Dataset excerpt:
• • • •

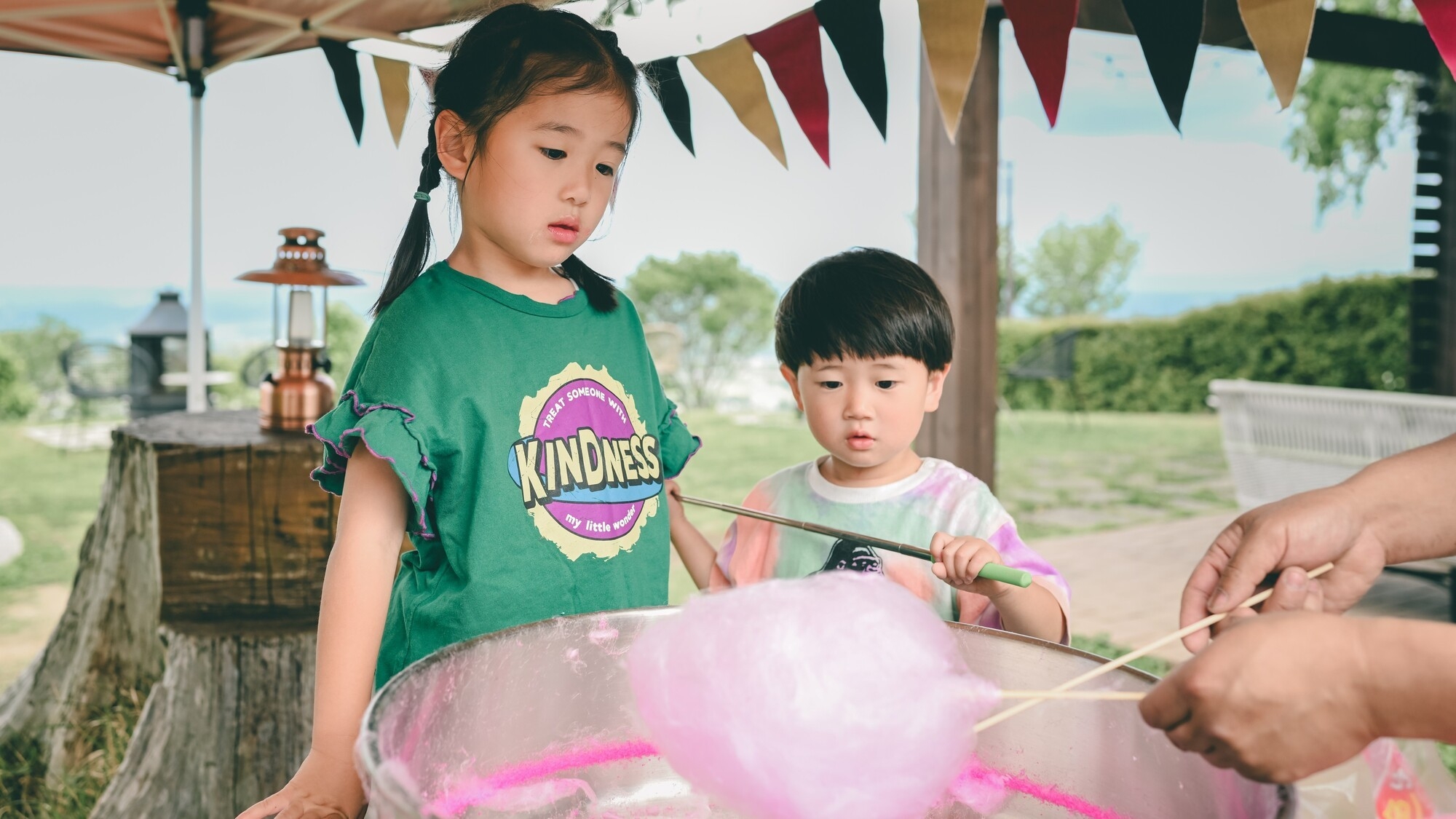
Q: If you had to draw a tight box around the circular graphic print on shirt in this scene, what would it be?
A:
[507,364,662,560]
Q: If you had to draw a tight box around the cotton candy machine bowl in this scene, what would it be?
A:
[357,609,1293,819]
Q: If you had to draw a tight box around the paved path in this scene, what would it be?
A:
[1031,512,1449,662]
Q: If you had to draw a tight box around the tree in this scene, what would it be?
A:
[0,316,82,393]
[996,224,1026,316]
[1022,213,1142,316]
[323,301,368,383]
[626,250,775,406]
[0,341,35,420]
[1286,0,1420,213]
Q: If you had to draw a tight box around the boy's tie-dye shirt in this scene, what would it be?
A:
[712,458,1070,641]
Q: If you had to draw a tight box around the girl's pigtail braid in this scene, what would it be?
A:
[373,116,440,316]
[561,253,617,313]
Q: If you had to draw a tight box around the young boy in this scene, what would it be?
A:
[668,249,1067,643]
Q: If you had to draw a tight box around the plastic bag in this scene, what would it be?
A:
[1296,739,1456,819]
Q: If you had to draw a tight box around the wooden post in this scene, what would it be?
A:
[916,9,1002,484]
[1406,74,1456,395]
[72,411,335,819]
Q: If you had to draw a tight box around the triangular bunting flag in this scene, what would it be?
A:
[319,36,364,144]
[748,10,828,165]
[920,0,986,143]
[642,57,697,156]
[687,35,789,167]
[374,54,409,147]
[1415,0,1456,73]
[1239,0,1315,108]
[1002,0,1077,128]
[1123,0,1204,131]
[814,0,890,137]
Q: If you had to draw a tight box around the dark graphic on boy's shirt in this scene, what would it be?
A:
[815,541,885,574]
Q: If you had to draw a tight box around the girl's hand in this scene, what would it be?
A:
[662,481,687,522]
[237,751,364,819]
[930,532,1015,601]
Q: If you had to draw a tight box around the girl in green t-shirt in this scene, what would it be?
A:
[242,4,699,819]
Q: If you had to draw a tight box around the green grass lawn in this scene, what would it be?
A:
[0,413,1456,819]
[670,411,1235,602]
[0,424,108,591]
[0,411,1233,612]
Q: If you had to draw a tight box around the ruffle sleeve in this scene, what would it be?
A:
[657,397,703,480]
[306,389,435,539]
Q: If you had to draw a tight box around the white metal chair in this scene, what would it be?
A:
[1208,379,1456,622]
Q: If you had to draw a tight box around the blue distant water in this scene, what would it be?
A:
[0,285,377,348]
[0,285,1264,347]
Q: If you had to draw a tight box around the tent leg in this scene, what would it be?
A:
[186,93,207,413]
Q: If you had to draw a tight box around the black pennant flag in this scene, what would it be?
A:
[814,0,890,137]
[319,36,364,144]
[642,57,697,156]
[1123,0,1204,132]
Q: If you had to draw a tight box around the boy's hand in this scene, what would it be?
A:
[930,532,1016,599]
[237,751,364,819]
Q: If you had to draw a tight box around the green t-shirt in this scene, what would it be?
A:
[310,262,699,687]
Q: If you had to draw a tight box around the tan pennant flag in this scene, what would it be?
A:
[1239,0,1316,108]
[920,0,986,143]
[687,36,789,167]
[374,54,409,147]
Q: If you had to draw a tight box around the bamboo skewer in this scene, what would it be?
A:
[976,563,1335,733]
[677,496,1031,589]
[1000,691,1147,703]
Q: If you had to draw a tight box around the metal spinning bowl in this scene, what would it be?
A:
[357,608,1294,819]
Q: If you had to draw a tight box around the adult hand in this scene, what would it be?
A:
[237,751,364,819]
[1139,612,1374,783]
[1179,486,1386,652]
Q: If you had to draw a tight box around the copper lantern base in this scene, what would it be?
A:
[258,347,335,433]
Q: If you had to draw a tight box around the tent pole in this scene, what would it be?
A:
[186,92,207,413]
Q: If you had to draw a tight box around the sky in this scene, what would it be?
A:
[0,0,1415,344]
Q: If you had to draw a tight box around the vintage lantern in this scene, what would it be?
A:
[237,227,364,432]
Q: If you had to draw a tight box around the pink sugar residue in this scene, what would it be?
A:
[428,740,657,816]
[428,740,1125,819]
[1003,774,1125,819]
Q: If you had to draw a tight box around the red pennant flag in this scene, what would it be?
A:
[1002,0,1077,127]
[748,9,828,165]
[1415,0,1456,73]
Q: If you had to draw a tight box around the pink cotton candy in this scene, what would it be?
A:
[628,571,997,819]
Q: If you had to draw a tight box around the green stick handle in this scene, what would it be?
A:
[677,496,1031,589]
[976,563,1031,589]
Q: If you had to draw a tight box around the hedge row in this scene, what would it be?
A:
[997,275,1411,413]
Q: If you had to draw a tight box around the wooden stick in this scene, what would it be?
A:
[976,563,1335,733]
[1000,691,1147,703]
[677,496,1031,589]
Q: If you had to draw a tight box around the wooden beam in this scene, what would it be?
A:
[1077,0,1441,73]
[916,9,1002,484]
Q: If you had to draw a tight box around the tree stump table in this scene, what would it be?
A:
[0,411,336,819]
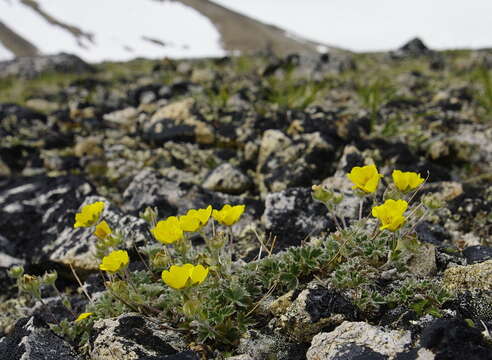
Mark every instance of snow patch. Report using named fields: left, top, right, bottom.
left=0, top=0, right=225, bottom=62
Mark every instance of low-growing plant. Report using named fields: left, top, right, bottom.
left=6, top=165, right=450, bottom=352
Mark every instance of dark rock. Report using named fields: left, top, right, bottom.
left=420, top=319, right=492, bottom=360
left=415, top=221, right=451, bottom=246
left=238, top=330, right=309, bottom=360
left=306, top=287, right=358, bottom=322
left=0, top=175, right=93, bottom=262
left=390, top=38, right=432, bottom=58
left=448, top=290, right=492, bottom=325
left=262, top=188, right=335, bottom=251
left=463, top=245, right=492, bottom=265
left=0, top=316, right=80, bottom=360
left=257, top=130, right=335, bottom=194
left=0, top=53, right=95, bottom=79
left=203, top=163, right=252, bottom=194
left=142, top=119, right=195, bottom=146
left=123, top=168, right=263, bottom=225
left=89, top=313, right=190, bottom=360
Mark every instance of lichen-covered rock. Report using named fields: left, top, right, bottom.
left=420, top=319, right=492, bottom=360
left=123, top=169, right=263, bottom=233
left=278, top=286, right=358, bottom=342
left=0, top=316, right=82, bottom=360
left=307, top=321, right=412, bottom=360
left=404, top=243, right=437, bottom=277
left=143, top=98, right=215, bottom=145
left=453, top=290, right=492, bottom=324
left=42, top=196, right=148, bottom=270
left=238, top=330, right=307, bottom=360
left=443, top=260, right=492, bottom=291
left=262, top=188, right=334, bottom=250
left=463, top=245, right=492, bottom=265
left=90, top=313, right=194, bottom=360
left=0, top=175, right=93, bottom=262
left=203, top=163, right=251, bottom=194
left=256, top=130, right=334, bottom=195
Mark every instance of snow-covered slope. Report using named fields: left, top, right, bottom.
left=214, top=0, right=492, bottom=51
left=0, top=0, right=225, bottom=62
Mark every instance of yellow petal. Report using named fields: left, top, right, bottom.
left=212, top=204, right=246, bottom=226
left=150, top=216, right=183, bottom=244
left=75, top=313, right=94, bottom=322
left=99, top=250, right=130, bottom=273
left=94, top=220, right=113, bottom=240
left=179, top=214, right=201, bottom=232
left=162, top=264, right=193, bottom=289
left=191, top=265, right=208, bottom=284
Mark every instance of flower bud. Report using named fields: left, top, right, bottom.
left=8, top=265, right=24, bottom=279
left=43, top=271, right=58, bottom=285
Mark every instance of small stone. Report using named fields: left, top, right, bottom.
left=203, top=163, right=251, bottom=194
left=463, top=245, right=492, bottom=264
left=0, top=316, right=81, bottom=360
left=420, top=319, right=492, bottom=360
left=306, top=321, right=412, bottom=360
left=91, top=313, right=188, bottom=360
left=279, top=287, right=357, bottom=342
left=262, top=188, right=334, bottom=251
left=443, top=260, right=492, bottom=291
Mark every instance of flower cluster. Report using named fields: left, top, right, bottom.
left=73, top=201, right=113, bottom=240
left=151, top=205, right=245, bottom=244
left=347, top=165, right=424, bottom=231
left=162, top=264, right=209, bottom=289
left=99, top=250, right=130, bottom=274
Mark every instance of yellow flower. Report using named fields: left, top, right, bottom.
left=190, top=265, right=208, bottom=284
left=391, top=170, right=424, bottom=192
left=162, top=264, right=208, bottom=289
left=94, top=220, right=113, bottom=240
left=212, top=205, right=246, bottom=226
left=150, top=216, right=183, bottom=244
left=75, top=313, right=94, bottom=322
left=372, top=199, right=408, bottom=231
left=179, top=205, right=212, bottom=232
left=99, top=250, right=130, bottom=273
left=73, top=201, right=104, bottom=228
left=347, top=165, right=383, bottom=193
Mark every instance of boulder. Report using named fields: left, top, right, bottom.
left=262, top=188, right=334, bottom=251
left=307, top=321, right=412, bottom=360
left=90, top=313, right=200, bottom=360
left=0, top=316, right=82, bottom=360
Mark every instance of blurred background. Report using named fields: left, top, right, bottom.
left=0, top=0, right=492, bottom=62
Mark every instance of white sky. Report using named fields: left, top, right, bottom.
left=215, top=0, right=492, bottom=51
left=0, top=0, right=492, bottom=61
left=0, top=0, right=224, bottom=61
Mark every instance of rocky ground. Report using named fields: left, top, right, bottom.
left=0, top=40, right=492, bottom=360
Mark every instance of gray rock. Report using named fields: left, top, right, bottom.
left=307, top=321, right=412, bottom=360
left=262, top=188, right=334, bottom=250
left=0, top=176, right=93, bottom=263
left=238, top=330, right=307, bottom=360
left=90, top=313, right=190, bottom=360
left=0, top=53, right=94, bottom=78
left=46, top=196, right=148, bottom=270
left=0, top=316, right=81, bottom=360
left=123, top=168, right=262, bottom=231
left=443, top=260, right=492, bottom=291
left=278, top=285, right=358, bottom=342
left=203, top=163, right=251, bottom=194
left=463, top=245, right=492, bottom=264
left=256, top=130, right=334, bottom=196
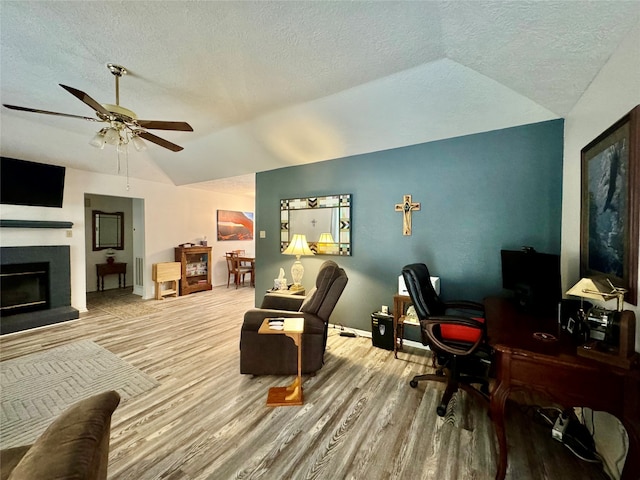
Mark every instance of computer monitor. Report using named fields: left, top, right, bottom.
left=500, top=247, right=562, bottom=314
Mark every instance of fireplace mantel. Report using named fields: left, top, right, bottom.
left=0, top=219, right=73, bottom=228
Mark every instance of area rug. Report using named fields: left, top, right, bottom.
left=0, top=340, right=159, bottom=449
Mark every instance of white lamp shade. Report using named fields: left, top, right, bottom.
left=104, top=128, right=120, bottom=145
left=131, top=135, right=147, bottom=152
left=89, top=130, right=105, bottom=150
left=282, top=233, right=313, bottom=257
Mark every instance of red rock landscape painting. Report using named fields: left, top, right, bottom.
left=218, top=210, right=253, bottom=241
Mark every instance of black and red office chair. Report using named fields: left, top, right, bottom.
left=402, top=263, right=492, bottom=417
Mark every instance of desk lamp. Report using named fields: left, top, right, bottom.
left=282, top=233, right=313, bottom=291
left=567, top=278, right=627, bottom=312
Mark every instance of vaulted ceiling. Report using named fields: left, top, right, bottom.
left=0, top=0, right=640, bottom=195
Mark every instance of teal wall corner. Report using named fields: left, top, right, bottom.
left=256, top=120, right=564, bottom=340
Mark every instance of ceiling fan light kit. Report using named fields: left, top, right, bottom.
left=3, top=63, right=193, bottom=156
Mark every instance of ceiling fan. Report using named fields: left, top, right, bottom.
left=2, top=63, right=193, bottom=152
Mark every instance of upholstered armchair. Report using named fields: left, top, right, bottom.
left=240, top=260, right=348, bottom=375
left=0, top=390, right=120, bottom=480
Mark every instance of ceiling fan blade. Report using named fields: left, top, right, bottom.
left=136, top=130, right=184, bottom=152
left=2, top=103, right=102, bottom=122
left=58, top=83, right=111, bottom=117
left=136, top=120, right=193, bottom=132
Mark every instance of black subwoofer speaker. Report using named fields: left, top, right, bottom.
left=371, top=312, right=393, bottom=350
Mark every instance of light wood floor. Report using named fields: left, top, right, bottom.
left=0, top=287, right=602, bottom=480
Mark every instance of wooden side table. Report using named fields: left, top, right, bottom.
left=267, top=288, right=307, bottom=297
left=258, top=317, right=304, bottom=407
left=393, top=294, right=413, bottom=358
left=96, top=262, right=127, bottom=291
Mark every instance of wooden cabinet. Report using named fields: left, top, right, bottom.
left=175, top=247, right=211, bottom=295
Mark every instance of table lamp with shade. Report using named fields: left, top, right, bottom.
left=567, top=278, right=637, bottom=369
left=282, top=233, right=313, bottom=291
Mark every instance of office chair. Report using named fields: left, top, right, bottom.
left=402, top=263, right=491, bottom=417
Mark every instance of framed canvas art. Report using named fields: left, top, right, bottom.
left=580, top=106, right=640, bottom=305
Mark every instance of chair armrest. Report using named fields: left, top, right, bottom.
left=243, top=308, right=304, bottom=327
left=420, top=315, right=486, bottom=356
left=260, top=293, right=305, bottom=312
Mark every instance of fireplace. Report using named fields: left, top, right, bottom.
left=0, top=262, right=49, bottom=317
left=0, top=246, right=79, bottom=335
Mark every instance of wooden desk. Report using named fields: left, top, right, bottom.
left=484, top=297, right=640, bottom=480
left=96, top=262, right=127, bottom=290
left=258, top=317, right=304, bottom=407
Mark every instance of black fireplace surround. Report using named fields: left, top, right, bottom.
left=0, top=245, right=79, bottom=335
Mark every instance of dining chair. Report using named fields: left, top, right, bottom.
left=225, top=252, right=254, bottom=288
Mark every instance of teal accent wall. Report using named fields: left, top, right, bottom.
left=255, top=120, right=564, bottom=339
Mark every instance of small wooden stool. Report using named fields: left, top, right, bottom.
left=151, top=262, right=182, bottom=300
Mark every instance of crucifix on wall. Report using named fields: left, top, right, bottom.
left=396, top=195, right=420, bottom=235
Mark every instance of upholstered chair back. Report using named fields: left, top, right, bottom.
left=301, top=260, right=348, bottom=322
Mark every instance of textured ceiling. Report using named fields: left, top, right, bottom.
left=0, top=0, right=640, bottom=190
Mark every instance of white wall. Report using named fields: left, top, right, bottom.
left=0, top=168, right=255, bottom=311
left=561, top=19, right=640, bottom=351
left=84, top=194, right=133, bottom=292
left=561, top=19, right=640, bottom=478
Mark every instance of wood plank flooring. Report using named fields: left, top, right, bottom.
left=0, top=287, right=606, bottom=480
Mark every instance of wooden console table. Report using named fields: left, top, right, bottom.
left=484, top=297, right=640, bottom=480
left=258, top=317, right=304, bottom=407
left=96, top=262, right=127, bottom=291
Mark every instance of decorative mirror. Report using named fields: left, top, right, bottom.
left=280, top=193, right=351, bottom=256
left=92, top=210, right=124, bottom=250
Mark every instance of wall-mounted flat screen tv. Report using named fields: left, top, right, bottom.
left=0, top=157, right=65, bottom=208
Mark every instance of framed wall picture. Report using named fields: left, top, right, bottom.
left=580, top=105, right=640, bottom=305
left=217, top=210, right=253, bottom=241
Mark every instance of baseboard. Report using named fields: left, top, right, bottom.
left=329, top=323, right=429, bottom=350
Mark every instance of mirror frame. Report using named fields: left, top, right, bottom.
left=280, top=193, right=352, bottom=256
left=91, top=210, right=124, bottom=252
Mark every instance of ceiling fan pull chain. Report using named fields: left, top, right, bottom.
left=124, top=145, right=129, bottom=192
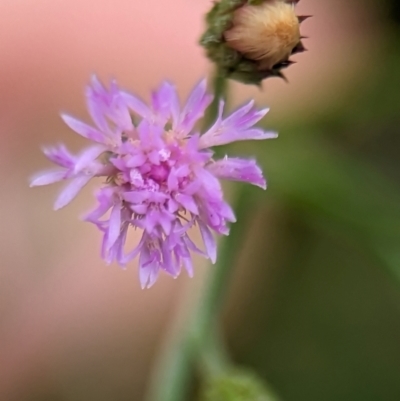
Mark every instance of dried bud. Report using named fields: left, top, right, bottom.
left=201, top=0, right=308, bottom=85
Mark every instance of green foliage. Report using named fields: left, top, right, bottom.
left=200, top=370, right=278, bottom=401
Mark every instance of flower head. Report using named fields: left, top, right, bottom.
left=201, top=0, right=308, bottom=85
left=31, top=77, right=276, bottom=288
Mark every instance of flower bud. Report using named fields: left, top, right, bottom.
left=200, top=0, right=308, bottom=85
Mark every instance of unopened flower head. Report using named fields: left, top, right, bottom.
left=31, top=77, right=276, bottom=288
left=201, top=0, right=308, bottom=85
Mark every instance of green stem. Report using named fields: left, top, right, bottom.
left=148, top=72, right=248, bottom=401
left=148, top=187, right=254, bottom=401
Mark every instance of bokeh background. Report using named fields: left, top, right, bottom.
left=0, top=0, right=400, bottom=401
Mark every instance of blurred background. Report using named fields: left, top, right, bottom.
left=0, top=0, right=400, bottom=401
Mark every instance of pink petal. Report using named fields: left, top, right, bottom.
left=30, top=170, right=67, bottom=187
left=54, top=175, right=92, bottom=210
left=198, top=221, right=217, bottom=264
left=61, top=114, right=104, bottom=143
left=207, top=157, right=266, bottom=189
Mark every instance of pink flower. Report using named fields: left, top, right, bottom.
left=31, top=77, right=277, bottom=288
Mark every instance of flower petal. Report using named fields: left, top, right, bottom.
left=29, top=170, right=66, bottom=187
left=74, top=145, right=107, bottom=173
left=199, top=101, right=277, bottom=149
left=107, top=202, right=121, bottom=250
left=198, top=221, right=217, bottom=264
left=207, top=157, right=266, bottom=189
left=175, top=79, right=213, bottom=134
left=61, top=114, right=105, bottom=143
left=54, top=175, right=92, bottom=210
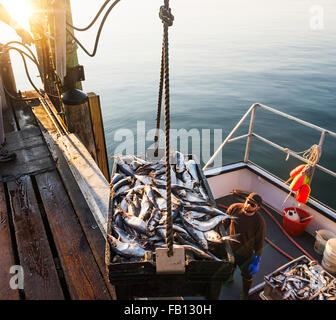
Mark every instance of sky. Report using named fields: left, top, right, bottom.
left=0, top=0, right=336, bottom=91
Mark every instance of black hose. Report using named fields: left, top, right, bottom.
left=67, top=0, right=111, bottom=31
left=66, top=0, right=120, bottom=57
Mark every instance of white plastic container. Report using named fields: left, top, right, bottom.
left=314, top=229, right=336, bottom=254
left=322, top=238, right=336, bottom=274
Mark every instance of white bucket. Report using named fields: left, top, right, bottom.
left=322, top=238, right=336, bottom=274
left=314, top=229, right=336, bottom=254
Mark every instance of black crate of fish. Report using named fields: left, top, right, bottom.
left=311, top=279, right=336, bottom=300
left=263, top=255, right=334, bottom=300
left=106, top=151, right=234, bottom=296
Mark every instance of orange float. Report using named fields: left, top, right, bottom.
left=295, top=184, right=310, bottom=203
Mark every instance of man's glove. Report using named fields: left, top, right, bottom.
left=15, top=27, right=34, bottom=46
left=248, top=255, right=261, bottom=275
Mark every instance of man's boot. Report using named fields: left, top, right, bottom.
left=0, top=146, right=16, bottom=162
left=240, top=278, right=253, bottom=300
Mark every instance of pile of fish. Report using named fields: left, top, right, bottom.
left=312, top=280, right=336, bottom=300
left=265, top=260, right=332, bottom=300
left=107, top=151, right=235, bottom=263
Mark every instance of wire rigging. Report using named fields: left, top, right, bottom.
left=66, top=0, right=111, bottom=31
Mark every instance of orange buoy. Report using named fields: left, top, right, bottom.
left=289, top=164, right=306, bottom=179
left=295, top=184, right=310, bottom=203
left=289, top=173, right=305, bottom=192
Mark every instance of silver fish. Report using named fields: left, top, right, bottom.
left=182, top=211, right=207, bottom=219
left=184, top=205, right=232, bottom=218
left=182, top=219, right=209, bottom=250
left=199, top=186, right=209, bottom=201
left=109, top=173, right=125, bottom=187
left=118, top=163, right=134, bottom=177
left=111, top=177, right=132, bottom=194
left=113, top=185, right=129, bottom=197
left=135, top=174, right=152, bottom=185
left=107, top=234, right=146, bottom=258
left=204, top=230, right=240, bottom=243
left=175, top=151, right=185, bottom=173
left=111, top=223, right=137, bottom=242
left=144, top=185, right=157, bottom=207
left=182, top=215, right=225, bottom=232
left=139, top=193, right=152, bottom=221
left=146, top=208, right=161, bottom=233
left=126, top=198, right=139, bottom=217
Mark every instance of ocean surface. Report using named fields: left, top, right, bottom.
left=6, top=0, right=336, bottom=208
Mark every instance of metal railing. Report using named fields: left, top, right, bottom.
left=203, top=103, right=336, bottom=182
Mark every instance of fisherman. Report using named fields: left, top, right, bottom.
left=224, top=193, right=266, bottom=300
left=0, top=4, right=33, bottom=162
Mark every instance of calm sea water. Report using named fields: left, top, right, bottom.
left=11, top=0, right=336, bottom=208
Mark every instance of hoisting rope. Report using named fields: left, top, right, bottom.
left=154, top=0, right=174, bottom=257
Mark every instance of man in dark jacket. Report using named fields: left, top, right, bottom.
left=224, top=193, right=266, bottom=300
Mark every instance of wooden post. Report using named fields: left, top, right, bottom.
left=64, top=97, right=97, bottom=163
left=64, top=0, right=83, bottom=90
left=0, top=45, right=17, bottom=95
left=88, top=92, right=110, bottom=181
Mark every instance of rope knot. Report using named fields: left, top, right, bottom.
left=159, top=6, right=174, bottom=27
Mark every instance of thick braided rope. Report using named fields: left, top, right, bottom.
left=160, top=0, right=174, bottom=257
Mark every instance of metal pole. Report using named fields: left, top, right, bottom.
left=202, top=103, right=259, bottom=170
left=310, top=131, right=326, bottom=184
left=244, top=108, right=256, bottom=163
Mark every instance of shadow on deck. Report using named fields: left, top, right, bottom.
left=0, top=92, right=115, bottom=300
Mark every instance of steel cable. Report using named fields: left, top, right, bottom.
left=67, top=0, right=111, bottom=31
left=154, top=39, right=165, bottom=157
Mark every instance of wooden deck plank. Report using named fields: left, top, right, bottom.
left=36, top=171, right=110, bottom=300
left=0, top=128, right=55, bottom=181
left=11, top=99, right=38, bottom=130
left=33, top=106, right=116, bottom=299
left=88, top=92, right=110, bottom=181
left=8, top=176, right=64, bottom=300
left=0, top=183, right=20, bottom=300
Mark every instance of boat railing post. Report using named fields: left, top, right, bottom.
left=244, top=104, right=258, bottom=163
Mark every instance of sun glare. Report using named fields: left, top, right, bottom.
left=1, top=0, right=32, bottom=30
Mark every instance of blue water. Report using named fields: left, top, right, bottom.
left=8, top=0, right=336, bottom=208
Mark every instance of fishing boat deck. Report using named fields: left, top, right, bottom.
left=216, top=194, right=322, bottom=300
left=0, top=93, right=115, bottom=300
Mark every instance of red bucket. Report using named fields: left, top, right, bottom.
left=282, top=207, right=311, bottom=237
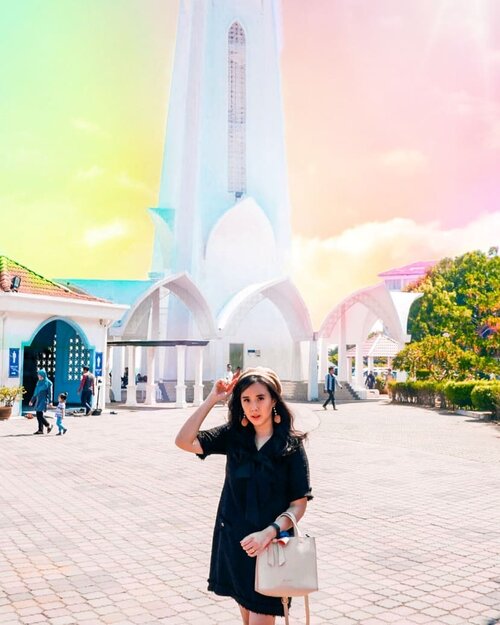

• • • •

WHAT YOU HAVE TO DO
Put the lines from the start of the records through the line containing "[357,609,1293,819]", inclusive, into a numbered list, skipping blank lines and leaving out the pictures.

SOLUTION TO THIS TASK
1. Q: If you had to draw a tight box around the circular graphic print on shirt in this scene, what would it be?
2. A:
3. [507,364,662,560]
4. Q: If you had to draw a tight box around the cotton candy machine bowl in this scene, what would it be?
5. A:
6. [357,609,1293,819]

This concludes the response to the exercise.